### TASK SET
1 - In the NBA team preview, what win-loss record did the Knicks post last year?
2 - List every player the NBA team preview names as a Brooklyn Nets offseason addition.
3 - Copy the passage of the NBA team preview starting at "How will the" and ending at "on the roster.".

### TEXT SECTION
++++
They won't have quite as impressive a record, but that's only due to the East getting stronger, not the Hawks taking a step backward. And they'll still finish at No. 6.
While Josh Smith is gone, he's replaced by Paul Millsap and a lot more depth in the frontcourt. Mike Scott will experience a bit of a breakout during his second year out of Virginia, and he's joined by Gustavo Ayon (an underrated per-minute standout), Elton Brand and Pero Antic, who should remind people of a poor man's Carlos Boozer in terms of both looks and playing style.
Additionally, the backcourt will be better once Lou Williams returns from his torn ACL. Dennis Schroeder is poised for a big rookie season, and John Jenkins looked vastly improved throughout summer league.
This Hawks team is legit—just not legit enough to establish the five teams that are locks to finish at the top of the conference.
5. New York Knicks: 50-32
PG: Raymond Felton, Pablo Prigioni, Beno Udrih
SG: Iman Shumpert, J.R. Smith*, Tim Hardaway Jr.
SF: Carmelo Anthony, Metta World Peace
PF: Andrea Bargnani, Amar'e Stoudemire, Kenyon Martin
C: Tyson Chandler, Jeremy Tyler*
The New York Knicks are another one of those teams that remained fairly stagnant during the offseason, but will experience a slight slippage in terms of win-loss record because the rest of the conference got that much stronger.
In order to match last year's 54-28 record, the Knicks will have to get more than expected out of the frontcourt. Maybe it's Cole Aldrich stepping up while Jeremy Tyler recovers from his stress fracture. Maybe it's Amar'e Stoudemire or Andrea Bargnani remembering to stay healthy and effective whenever they're on the court.
Iman Shumpert also needs to become the player whom so many expect him to turn into. He's shown signs of greatness on both ends of the court, but they've only been brief flashes.
The Knicks have enough potential to win a title, and they're actually the first team in the Eastern Conference we've come to that can say that, but a second-round exit is more likely this year. Then the focus shifts to keeping Carmelo Anthony in a New York uniform.
4. Brooklyn Nets: 55-27
PG: Deron Williams, Shaun Livingston, Tyshawn Taylor
SG: Joe Johnson, Jason Terry
SF: Paul Pierce, Andrei Kirilenko
PF: Kevin Garnett, Reggie Evans, Mirza Teletovic
C: Brook Lopez, Andray Blatche, Mason Plumlee
Well, the Brooklyn Nets got a lot better this offseason.
Adding Paul Pierce, Kevin Garnett, Jason Terry and Andrei Kirilenko tends to do that, especially when no real major parts were lost. And let's not kid ourselves by calling Gerald Wallace or Kris Humphries a "major part."
There are still some concerns in Brooklyn.
How will the ridiculous average age of this team come into play? Can everyone stay healthy throughout a grueling season and deep postseason run? How will Jason Kidd handle his first season as a head coach?
But those concerns are trumped by the sheer amount of talent on the roster.
Brooklyn boasts five potential All-Stars, and defenses will be completely confused by who to focus on during any given play.
++++
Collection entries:

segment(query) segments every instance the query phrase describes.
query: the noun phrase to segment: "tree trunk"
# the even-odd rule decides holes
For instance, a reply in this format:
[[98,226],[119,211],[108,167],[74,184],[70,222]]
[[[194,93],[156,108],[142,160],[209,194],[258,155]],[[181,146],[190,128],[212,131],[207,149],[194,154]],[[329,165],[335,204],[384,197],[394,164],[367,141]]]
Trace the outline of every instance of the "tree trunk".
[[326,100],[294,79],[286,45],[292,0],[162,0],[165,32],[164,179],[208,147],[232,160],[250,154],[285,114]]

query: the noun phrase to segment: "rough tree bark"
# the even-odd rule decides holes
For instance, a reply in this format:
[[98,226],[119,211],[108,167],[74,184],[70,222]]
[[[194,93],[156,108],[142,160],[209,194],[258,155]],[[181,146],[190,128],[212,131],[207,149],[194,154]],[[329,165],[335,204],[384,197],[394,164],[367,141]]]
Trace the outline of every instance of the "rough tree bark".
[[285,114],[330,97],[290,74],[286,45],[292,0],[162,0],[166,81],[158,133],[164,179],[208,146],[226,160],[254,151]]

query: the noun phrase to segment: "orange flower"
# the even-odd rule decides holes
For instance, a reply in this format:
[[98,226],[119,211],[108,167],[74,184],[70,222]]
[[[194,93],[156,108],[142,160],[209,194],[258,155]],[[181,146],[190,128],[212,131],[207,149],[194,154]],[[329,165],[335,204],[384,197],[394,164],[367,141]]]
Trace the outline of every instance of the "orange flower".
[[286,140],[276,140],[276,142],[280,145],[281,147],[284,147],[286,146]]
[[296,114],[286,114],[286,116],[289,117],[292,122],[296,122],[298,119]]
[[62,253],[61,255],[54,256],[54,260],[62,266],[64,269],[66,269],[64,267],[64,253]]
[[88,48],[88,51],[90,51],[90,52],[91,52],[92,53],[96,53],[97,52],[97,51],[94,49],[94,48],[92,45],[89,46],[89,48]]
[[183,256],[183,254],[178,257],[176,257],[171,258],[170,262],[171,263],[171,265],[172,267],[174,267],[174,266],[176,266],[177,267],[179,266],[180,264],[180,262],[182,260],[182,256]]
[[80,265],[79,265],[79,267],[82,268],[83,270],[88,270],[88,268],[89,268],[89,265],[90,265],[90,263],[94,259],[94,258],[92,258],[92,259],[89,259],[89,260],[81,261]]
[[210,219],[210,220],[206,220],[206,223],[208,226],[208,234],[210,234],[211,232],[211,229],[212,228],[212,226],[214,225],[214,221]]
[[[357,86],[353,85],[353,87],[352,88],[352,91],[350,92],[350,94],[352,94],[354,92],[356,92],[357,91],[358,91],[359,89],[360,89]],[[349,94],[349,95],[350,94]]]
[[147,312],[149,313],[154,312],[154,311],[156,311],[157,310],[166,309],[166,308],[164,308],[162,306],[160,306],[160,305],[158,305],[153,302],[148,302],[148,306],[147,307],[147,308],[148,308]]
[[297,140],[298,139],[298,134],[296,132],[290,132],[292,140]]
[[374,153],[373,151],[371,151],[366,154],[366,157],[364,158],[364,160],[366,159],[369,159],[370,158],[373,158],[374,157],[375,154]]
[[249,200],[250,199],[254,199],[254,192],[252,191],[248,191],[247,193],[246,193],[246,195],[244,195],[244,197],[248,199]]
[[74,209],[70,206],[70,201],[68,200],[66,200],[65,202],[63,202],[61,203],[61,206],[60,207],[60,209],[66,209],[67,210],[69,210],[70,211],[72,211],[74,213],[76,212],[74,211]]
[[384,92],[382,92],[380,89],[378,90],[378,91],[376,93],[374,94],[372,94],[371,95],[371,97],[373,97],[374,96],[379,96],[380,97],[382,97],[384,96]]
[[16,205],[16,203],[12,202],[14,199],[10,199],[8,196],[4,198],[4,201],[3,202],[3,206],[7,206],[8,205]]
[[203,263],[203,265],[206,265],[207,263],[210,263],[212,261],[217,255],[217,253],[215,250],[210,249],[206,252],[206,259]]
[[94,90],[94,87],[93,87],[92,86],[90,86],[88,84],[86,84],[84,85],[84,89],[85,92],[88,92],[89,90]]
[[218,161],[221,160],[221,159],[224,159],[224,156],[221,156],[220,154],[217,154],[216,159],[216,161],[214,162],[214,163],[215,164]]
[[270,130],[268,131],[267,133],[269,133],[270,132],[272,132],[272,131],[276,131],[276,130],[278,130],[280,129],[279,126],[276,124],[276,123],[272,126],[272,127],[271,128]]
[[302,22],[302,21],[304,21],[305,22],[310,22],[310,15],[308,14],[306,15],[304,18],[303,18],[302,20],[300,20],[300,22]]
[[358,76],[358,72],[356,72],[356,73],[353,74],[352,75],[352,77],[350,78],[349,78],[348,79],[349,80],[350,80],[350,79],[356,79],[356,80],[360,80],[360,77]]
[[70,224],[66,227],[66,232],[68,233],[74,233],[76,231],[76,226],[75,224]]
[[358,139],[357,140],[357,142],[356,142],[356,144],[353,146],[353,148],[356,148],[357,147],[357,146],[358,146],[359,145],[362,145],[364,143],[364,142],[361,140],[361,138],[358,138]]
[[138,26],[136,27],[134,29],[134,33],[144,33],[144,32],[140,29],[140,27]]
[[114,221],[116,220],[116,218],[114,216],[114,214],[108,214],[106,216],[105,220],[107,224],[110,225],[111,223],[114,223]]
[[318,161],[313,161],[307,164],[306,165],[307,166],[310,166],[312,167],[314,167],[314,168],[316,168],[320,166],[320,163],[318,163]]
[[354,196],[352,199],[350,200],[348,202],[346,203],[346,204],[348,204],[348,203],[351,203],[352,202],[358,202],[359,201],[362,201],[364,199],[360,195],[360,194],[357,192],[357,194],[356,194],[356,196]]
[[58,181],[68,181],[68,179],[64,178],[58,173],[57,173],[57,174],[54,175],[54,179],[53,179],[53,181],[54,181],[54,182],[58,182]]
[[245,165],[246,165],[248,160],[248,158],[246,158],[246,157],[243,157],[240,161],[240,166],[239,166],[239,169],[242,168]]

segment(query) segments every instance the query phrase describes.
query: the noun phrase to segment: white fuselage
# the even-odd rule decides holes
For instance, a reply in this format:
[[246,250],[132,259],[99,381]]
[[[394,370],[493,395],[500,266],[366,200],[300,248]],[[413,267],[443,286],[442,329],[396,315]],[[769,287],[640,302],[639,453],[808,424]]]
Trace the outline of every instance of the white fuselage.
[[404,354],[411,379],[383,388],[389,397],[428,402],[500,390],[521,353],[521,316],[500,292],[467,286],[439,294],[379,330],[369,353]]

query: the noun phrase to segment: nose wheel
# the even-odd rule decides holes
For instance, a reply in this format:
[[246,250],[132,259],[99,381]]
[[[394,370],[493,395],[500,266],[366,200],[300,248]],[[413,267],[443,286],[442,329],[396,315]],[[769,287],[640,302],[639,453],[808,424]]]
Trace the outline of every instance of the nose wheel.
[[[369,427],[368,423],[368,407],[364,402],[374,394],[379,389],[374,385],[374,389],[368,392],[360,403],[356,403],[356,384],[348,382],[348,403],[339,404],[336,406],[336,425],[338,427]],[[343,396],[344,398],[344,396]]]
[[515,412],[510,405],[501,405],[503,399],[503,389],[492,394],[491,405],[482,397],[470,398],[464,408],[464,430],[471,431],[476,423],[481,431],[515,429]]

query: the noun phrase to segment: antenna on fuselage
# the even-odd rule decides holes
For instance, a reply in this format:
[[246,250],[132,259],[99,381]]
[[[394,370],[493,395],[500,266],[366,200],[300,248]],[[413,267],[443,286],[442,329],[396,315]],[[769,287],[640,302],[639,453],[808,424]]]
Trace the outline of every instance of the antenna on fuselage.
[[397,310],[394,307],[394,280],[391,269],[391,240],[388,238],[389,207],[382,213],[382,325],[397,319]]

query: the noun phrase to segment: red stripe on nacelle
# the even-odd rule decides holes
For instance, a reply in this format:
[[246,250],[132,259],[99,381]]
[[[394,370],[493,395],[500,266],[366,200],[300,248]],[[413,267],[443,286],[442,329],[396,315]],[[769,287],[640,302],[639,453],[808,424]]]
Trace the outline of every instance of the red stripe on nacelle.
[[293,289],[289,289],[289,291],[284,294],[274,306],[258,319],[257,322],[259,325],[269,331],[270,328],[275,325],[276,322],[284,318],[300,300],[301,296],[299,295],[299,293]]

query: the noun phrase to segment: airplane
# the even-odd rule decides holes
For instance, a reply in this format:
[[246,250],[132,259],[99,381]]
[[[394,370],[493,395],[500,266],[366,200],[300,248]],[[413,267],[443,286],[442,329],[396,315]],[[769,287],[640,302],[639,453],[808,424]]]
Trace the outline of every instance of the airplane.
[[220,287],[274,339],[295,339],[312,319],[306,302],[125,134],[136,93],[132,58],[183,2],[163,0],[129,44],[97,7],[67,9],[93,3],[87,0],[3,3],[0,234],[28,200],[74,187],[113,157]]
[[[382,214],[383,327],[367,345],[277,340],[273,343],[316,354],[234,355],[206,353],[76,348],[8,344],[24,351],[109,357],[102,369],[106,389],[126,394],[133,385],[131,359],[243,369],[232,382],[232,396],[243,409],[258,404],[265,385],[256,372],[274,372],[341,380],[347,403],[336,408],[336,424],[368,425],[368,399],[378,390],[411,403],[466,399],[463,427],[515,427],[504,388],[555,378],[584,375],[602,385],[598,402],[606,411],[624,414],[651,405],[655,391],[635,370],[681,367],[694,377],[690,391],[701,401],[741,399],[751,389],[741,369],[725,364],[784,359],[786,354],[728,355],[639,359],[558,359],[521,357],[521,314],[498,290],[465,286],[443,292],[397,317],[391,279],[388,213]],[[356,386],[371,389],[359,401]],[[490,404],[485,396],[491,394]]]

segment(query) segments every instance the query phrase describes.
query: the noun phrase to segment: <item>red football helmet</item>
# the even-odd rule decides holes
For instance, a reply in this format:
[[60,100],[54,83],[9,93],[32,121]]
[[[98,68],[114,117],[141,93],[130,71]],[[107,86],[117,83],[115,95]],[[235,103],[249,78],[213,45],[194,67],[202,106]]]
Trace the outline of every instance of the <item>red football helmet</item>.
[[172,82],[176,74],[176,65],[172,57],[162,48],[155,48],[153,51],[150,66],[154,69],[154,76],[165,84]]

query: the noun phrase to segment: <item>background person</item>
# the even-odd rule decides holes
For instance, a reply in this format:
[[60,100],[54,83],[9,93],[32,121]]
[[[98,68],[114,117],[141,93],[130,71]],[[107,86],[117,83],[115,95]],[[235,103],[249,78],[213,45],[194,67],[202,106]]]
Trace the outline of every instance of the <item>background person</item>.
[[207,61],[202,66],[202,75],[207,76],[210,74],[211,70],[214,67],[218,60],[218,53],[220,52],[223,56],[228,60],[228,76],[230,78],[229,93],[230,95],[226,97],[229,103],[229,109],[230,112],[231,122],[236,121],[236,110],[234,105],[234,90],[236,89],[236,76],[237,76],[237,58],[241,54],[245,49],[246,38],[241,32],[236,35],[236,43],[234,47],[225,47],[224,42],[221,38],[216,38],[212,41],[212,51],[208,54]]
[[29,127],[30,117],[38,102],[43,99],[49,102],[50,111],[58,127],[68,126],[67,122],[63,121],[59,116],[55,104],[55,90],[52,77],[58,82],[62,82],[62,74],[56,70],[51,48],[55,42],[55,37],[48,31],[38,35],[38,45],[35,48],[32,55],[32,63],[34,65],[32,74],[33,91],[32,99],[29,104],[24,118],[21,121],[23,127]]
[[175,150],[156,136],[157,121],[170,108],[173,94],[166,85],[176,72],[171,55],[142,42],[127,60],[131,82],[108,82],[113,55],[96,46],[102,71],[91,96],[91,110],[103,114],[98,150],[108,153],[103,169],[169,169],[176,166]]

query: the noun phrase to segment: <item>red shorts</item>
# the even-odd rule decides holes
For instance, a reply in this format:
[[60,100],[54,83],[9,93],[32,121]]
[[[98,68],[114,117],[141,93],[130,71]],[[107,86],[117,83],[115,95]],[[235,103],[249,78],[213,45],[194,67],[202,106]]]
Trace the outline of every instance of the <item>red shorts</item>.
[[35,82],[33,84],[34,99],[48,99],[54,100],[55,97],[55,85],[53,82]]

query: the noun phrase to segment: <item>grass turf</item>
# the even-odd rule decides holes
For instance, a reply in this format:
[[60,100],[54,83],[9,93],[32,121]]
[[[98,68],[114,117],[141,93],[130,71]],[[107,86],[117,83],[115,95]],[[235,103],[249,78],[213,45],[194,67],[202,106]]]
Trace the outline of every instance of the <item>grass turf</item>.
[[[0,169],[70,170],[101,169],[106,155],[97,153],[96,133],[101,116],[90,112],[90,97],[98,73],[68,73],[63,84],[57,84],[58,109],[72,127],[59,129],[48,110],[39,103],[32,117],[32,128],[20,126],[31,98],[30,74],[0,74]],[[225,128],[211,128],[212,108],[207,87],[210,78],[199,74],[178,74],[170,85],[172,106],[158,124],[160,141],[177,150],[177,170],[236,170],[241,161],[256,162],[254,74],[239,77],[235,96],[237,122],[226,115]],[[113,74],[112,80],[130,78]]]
++++
### WRITTEN ANSWERS
1 - 54-28

2 - Paul Pierce, Kevin Garnett, Jason Terry, Andrei Kirilenko

3 -
How will the ridiculous average age of this team come into play? Can everyone stay healthy throughout a grueling season and deep postseason run? How will Jason Kidd handle his first season as a head coach?
But those concerns are trumped by the sheer amount of talent on the roster.